_Short exercise:_
Your task is to print all of the data word for word.

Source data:
****************************************
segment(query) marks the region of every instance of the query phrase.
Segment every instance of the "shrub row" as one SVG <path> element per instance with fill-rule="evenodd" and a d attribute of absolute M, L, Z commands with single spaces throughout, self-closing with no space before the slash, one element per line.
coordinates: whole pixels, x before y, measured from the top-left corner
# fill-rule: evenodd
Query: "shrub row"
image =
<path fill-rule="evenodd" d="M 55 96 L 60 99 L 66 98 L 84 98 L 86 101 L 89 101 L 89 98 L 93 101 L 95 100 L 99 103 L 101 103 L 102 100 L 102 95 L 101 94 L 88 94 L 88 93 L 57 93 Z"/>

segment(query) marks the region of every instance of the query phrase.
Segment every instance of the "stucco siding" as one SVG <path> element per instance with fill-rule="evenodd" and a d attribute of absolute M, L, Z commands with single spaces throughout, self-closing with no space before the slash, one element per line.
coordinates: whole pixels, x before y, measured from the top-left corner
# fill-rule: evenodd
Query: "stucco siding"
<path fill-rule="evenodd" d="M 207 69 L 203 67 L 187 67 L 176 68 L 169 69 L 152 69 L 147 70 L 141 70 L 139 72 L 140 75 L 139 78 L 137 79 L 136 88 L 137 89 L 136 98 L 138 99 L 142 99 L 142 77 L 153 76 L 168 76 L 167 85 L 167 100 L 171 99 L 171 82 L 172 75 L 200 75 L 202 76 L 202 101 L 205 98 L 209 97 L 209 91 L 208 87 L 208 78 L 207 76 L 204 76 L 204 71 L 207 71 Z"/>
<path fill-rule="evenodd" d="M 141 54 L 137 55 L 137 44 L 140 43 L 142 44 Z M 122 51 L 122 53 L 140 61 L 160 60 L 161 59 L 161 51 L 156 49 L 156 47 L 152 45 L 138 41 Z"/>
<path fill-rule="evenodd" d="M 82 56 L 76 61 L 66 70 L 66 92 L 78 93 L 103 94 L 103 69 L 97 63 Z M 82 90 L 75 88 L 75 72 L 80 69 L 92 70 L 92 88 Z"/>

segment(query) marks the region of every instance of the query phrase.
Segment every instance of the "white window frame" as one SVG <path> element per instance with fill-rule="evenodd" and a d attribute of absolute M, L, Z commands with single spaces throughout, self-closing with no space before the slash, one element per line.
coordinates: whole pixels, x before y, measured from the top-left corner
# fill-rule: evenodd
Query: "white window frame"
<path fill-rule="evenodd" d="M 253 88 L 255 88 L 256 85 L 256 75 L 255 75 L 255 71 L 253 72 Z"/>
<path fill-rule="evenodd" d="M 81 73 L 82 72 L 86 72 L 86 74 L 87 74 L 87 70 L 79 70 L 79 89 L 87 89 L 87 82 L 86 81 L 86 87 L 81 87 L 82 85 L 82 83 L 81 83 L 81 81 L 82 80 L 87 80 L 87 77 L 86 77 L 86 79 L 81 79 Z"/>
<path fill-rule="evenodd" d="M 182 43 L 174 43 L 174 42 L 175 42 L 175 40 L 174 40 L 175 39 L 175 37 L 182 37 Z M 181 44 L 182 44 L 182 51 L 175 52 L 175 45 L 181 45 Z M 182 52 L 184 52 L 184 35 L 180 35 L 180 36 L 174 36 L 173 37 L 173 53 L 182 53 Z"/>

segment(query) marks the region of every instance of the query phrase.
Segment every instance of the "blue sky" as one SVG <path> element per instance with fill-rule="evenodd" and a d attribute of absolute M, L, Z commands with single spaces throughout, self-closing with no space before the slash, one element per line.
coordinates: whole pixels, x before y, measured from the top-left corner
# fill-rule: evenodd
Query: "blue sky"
****************************************
_Answer for the task:_
segment(query) marks the region of every instance of the query phrase.
Segment every instance of the "shrub row" as one SVG <path> element per instance with fill-rule="evenodd" and a d attribute of absolute M, L, Z commands with single spaces throughout, self-closing with no space before the slash, one element per line.
coordinates: whole pixels, x before y, measured from the top-left corner
# fill-rule: evenodd
Query: "shrub row"
image =
<path fill-rule="evenodd" d="M 55 96 L 60 99 L 66 98 L 84 98 L 86 101 L 89 101 L 89 98 L 93 101 L 95 100 L 99 103 L 101 103 L 102 100 L 102 95 L 101 94 L 88 94 L 88 93 L 57 93 Z"/>

segment(query) marks the region of every instance of the query phrase.
Segment every instance of the "stucco siding" as one SVG <path> element per instance with fill-rule="evenodd" and a d attribute of absolute M, L, Z commands with single spaces throughout, self-closing with no space before the slash, one element per line.
coordinates: whole pixels, x before y, measured from the top-left corner
# fill-rule: evenodd
Query: "stucco siding"
<path fill-rule="evenodd" d="M 207 69 L 203 67 L 187 67 L 176 68 L 169 69 L 152 69 L 147 70 L 141 70 L 139 72 L 140 75 L 139 78 L 137 79 L 136 88 L 137 89 L 136 98 L 138 99 L 142 99 L 142 77 L 153 76 L 168 76 L 167 85 L 167 100 L 171 99 L 171 82 L 172 75 L 200 75 L 202 76 L 202 101 L 205 98 L 209 97 L 209 91 L 208 87 L 208 78 L 207 76 L 204 76 L 204 71 L 207 71 Z"/>
<path fill-rule="evenodd" d="M 141 54 L 137 55 L 137 44 L 140 43 L 142 44 Z M 122 51 L 122 53 L 140 61 L 160 60 L 161 59 L 161 51 L 156 49 L 156 47 L 152 45 L 138 41 Z"/>
<path fill-rule="evenodd" d="M 82 56 L 76 61 L 66 70 L 66 92 L 78 93 L 103 94 L 103 69 L 97 63 Z M 82 90 L 75 88 L 75 72 L 80 69 L 92 70 L 92 88 Z"/>

segment(query) marks the region of every instance of the query phrase.
Segment every instance of the "white window frame" as one SVG <path> element per instance with fill-rule="evenodd" and a d attribute of absolute M, L, Z commands with single spaces throughout, self-closing with no space before the slash, one element per line.
coordinates: whole pixels, x before y, measured from the top-left corner
# fill-rule: evenodd
Query: "white window frame"
<path fill-rule="evenodd" d="M 253 88 L 255 88 L 256 85 L 256 75 L 255 75 L 255 71 L 253 72 Z"/>
<path fill-rule="evenodd" d="M 81 73 L 82 72 L 86 72 L 86 74 L 87 74 L 87 70 L 79 70 L 79 89 L 87 89 L 87 82 L 86 81 L 86 87 L 81 87 L 82 85 L 82 83 L 81 83 L 81 81 L 82 80 L 87 80 L 87 77 L 86 77 L 86 79 L 81 79 Z"/>
<path fill-rule="evenodd" d="M 182 43 L 174 43 L 174 42 L 175 42 L 175 40 L 174 40 L 175 39 L 175 37 L 182 37 Z M 181 44 L 182 44 L 182 51 L 175 52 L 175 45 L 181 45 Z M 182 52 L 184 52 L 184 35 L 180 35 L 180 36 L 174 36 L 173 37 L 173 53 L 182 53 Z"/>

segment(query) marks the region of every instance of the query phrase.
Segment every instance of the "blue sky" as one SVG <path> element per instance with fill-rule="evenodd" and a d attribute of absolute M, L, Z commands with single spaces throughout, self-closing with no space before the slash, one element per line.
coordinates: whole pixels, x before y, measured from the top-left corner
# fill-rule: evenodd
Query: "blue sky"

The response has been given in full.